AIM >> Copy every line of the material below word for word, without changing anything.
════════════════
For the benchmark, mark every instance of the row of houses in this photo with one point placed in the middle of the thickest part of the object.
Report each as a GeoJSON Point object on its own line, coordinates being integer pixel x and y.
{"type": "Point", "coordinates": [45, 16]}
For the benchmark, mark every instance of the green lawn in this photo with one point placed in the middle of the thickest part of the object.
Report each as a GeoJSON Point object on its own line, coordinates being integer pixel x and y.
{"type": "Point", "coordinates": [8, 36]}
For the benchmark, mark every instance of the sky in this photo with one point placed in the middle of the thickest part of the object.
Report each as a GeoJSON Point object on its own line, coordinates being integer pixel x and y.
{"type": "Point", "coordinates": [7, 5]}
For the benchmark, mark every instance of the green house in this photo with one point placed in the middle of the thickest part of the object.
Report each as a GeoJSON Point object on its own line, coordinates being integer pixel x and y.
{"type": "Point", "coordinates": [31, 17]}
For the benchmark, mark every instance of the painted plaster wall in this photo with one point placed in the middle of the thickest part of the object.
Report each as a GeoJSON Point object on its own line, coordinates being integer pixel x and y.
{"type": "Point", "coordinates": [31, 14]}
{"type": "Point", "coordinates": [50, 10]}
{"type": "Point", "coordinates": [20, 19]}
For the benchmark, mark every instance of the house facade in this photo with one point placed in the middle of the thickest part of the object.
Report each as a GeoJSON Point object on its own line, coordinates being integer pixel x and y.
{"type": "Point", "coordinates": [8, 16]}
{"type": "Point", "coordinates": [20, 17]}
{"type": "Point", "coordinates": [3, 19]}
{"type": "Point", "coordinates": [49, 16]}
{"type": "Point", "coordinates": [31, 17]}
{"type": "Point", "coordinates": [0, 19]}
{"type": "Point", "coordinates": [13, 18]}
════════════════
ANSWER TO THIS TASK >>
For the benchmark, mark every instance of the row of houses in this photo with one point placed in the middle of the thickest part of the object.
Report each as a GeoJSON Point object on its own line, coordinates being integer pixel x and y.
{"type": "Point", "coordinates": [45, 16]}
For the benchmark, mark every instance of the green lawn in this photo with one point placed in the middle of the thickest part of the object.
Report each as a GeoJSON Point object on its own line, coordinates being integer pixel x and y.
{"type": "Point", "coordinates": [8, 36]}
For the benchmark, mark every instance of the sky in this photo with one point placed in the middle of the thickest part of the object.
Report each as a GeoJSON Point object on its own line, coordinates being integer pixel x and y.
{"type": "Point", "coordinates": [7, 5]}
For the benchmark, mark every instance of the green house in this photo with one point placed in the middle of the thickest part of the object.
Report each as a GeoJSON Point object on its own line, coordinates being integer pixel x and y.
{"type": "Point", "coordinates": [31, 17]}
For the benchmark, mark every instance of the painted plaster wall in this photo with one point placed in the middle of the thickest part of the object.
Report each as a GeoJSON Point object on its own line, coordinates being integer pixel x and y.
{"type": "Point", "coordinates": [31, 14]}
{"type": "Point", "coordinates": [50, 10]}
{"type": "Point", "coordinates": [20, 19]}
For the benchmark, mark every instance of the house facade in this photo with one point placed in the middle of the thickest part of the object.
Report each as a GeoJSON Point object on its own line, coordinates being integer pixel x and y.
{"type": "Point", "coordinates": [8, 16]}
{"type": "Point", "coordinates": [20, 17]}
{"type": "Point", "coordinates": [3, 19]}
{"type": "Point", "coordinates": [49, 16]}
{"type": "Point", "coordinates": [31, 17]}
{"type": "Point", "coordinates": [0, 19]}
{"type": "Point", "coordinates": [13, 18]}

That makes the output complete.